_Exercise instructions_: Please reproduce the passage of the forum thread below word for word, from "## tommyj3 (Sep" to "were looking for.".

_Selected excerpt_:
--- begin ---

# three point hitch GT14 on sears GT



## timbo (Aug 11, 2005)

found my hitch parts ,and got a reel deal too


----------



## timbo (Aug 11, 2005)

*fair price*

whats a fair price for a sears craftsman snowblower( single stage )in usable condition need to make an offer but know nothing about what they would sell for i do most of my shopping for stuff from salvage yards and get good results a friend keeps an eye out for stuff i might want and calls when something comes in !


----------



## tommyj3 (Sep 16, 2006)

Wish I could help you out, but I don't think I have ever seen one Timbo. I also thought someone who have what you were looking for.


----------



## timbo (Aug 11, 2005)

--- end ---

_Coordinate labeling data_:
--- begin ---

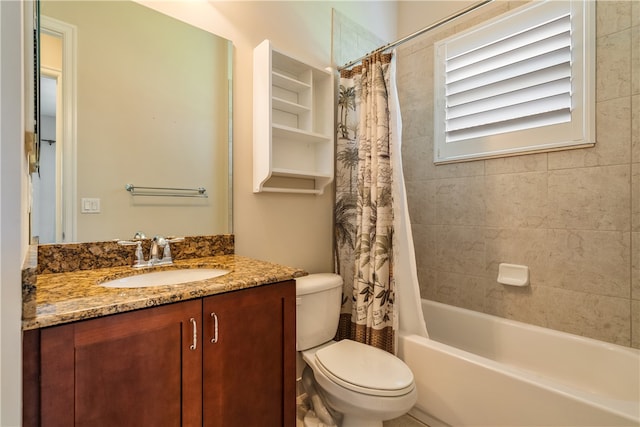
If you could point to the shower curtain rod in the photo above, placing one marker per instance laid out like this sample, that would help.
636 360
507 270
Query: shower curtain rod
417 33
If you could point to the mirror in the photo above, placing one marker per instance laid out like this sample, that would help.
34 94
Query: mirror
130 96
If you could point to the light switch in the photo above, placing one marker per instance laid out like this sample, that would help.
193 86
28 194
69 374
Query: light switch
89 205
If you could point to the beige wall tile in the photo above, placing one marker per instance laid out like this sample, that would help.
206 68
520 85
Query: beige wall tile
635 197
517 164
516 200
421 197
613 66
417 158
460 250
613 139
635 58
458 170
460 290
635 265
590 198
424 245
596 316
635 324
635 128
599 317
460 201
505 245
612 16
427 282
590 261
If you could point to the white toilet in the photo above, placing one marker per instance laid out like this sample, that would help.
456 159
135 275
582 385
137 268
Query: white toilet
367 385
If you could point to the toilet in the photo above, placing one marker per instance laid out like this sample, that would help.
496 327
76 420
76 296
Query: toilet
363 383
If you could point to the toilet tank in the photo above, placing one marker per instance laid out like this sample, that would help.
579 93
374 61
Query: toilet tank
318 300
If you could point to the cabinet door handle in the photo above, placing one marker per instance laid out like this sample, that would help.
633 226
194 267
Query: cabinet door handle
215 328
194 343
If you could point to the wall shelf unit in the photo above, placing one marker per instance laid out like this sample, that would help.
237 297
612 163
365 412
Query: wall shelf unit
293 135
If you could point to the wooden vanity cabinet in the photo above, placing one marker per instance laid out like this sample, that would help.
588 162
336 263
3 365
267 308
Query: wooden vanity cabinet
166 366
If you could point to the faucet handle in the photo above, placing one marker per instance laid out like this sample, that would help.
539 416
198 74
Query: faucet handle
139 256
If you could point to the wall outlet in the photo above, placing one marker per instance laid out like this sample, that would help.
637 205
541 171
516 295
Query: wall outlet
88 205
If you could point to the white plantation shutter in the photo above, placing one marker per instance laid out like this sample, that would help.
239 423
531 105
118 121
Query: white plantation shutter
515 84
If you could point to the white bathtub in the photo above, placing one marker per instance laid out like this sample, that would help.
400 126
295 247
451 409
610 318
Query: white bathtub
482 370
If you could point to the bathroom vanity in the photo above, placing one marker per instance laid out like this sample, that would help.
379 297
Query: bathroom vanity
217 352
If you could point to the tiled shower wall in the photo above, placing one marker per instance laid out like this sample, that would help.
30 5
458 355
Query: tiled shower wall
572 216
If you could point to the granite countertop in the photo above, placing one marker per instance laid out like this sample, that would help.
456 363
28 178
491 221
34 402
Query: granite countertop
67 297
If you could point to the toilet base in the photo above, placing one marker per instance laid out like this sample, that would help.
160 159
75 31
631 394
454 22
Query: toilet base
350 420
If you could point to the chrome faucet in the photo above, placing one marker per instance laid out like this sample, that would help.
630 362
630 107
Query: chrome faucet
157 243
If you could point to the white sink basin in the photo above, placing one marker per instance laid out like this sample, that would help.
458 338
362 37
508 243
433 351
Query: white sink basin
165 277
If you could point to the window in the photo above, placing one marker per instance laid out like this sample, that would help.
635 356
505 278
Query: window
522 82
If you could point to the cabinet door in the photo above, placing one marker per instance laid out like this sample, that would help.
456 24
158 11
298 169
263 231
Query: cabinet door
141 368
249 370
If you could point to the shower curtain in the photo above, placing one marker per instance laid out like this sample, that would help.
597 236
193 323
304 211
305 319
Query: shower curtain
370 205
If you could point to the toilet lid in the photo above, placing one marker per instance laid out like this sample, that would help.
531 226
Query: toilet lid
365 369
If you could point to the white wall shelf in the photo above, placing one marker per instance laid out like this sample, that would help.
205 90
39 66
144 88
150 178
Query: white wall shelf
292 124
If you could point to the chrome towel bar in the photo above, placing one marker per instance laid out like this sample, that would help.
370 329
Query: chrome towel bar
166 191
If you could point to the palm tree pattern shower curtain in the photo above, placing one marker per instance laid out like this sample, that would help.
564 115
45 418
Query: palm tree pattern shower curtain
363 208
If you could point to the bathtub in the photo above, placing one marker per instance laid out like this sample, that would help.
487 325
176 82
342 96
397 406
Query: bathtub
481 370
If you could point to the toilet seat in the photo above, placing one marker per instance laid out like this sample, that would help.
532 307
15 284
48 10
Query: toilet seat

--- end ---

_Answer to this task_:
## tommyj3 (Sep 16, 2006)

Wish I could help you out, but I don't think I have ever seen one Timbo. I also thought someone who have what you were looking for.